Entries provided:
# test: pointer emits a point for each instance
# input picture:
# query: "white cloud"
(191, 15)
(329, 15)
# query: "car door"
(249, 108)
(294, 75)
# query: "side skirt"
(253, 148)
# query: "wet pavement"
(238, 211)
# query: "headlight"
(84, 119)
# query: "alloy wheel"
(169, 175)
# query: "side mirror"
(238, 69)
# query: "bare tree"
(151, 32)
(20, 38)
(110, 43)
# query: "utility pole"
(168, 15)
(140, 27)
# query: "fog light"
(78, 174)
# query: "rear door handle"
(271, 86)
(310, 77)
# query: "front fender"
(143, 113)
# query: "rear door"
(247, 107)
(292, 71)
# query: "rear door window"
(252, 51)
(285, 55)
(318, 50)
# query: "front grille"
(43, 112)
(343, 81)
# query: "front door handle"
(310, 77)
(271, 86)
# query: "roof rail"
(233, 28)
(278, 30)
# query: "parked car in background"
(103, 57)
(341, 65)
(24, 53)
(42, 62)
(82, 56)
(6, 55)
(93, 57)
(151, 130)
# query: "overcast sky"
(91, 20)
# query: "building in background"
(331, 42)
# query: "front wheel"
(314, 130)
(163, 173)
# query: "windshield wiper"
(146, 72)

Task statement:
Please report each line in the entries above that contains the word "front", copying every such line in full.

Task output:
# query: "front fender"
# query: "front grille"
# query: "front door handle"
# query: "front wheel"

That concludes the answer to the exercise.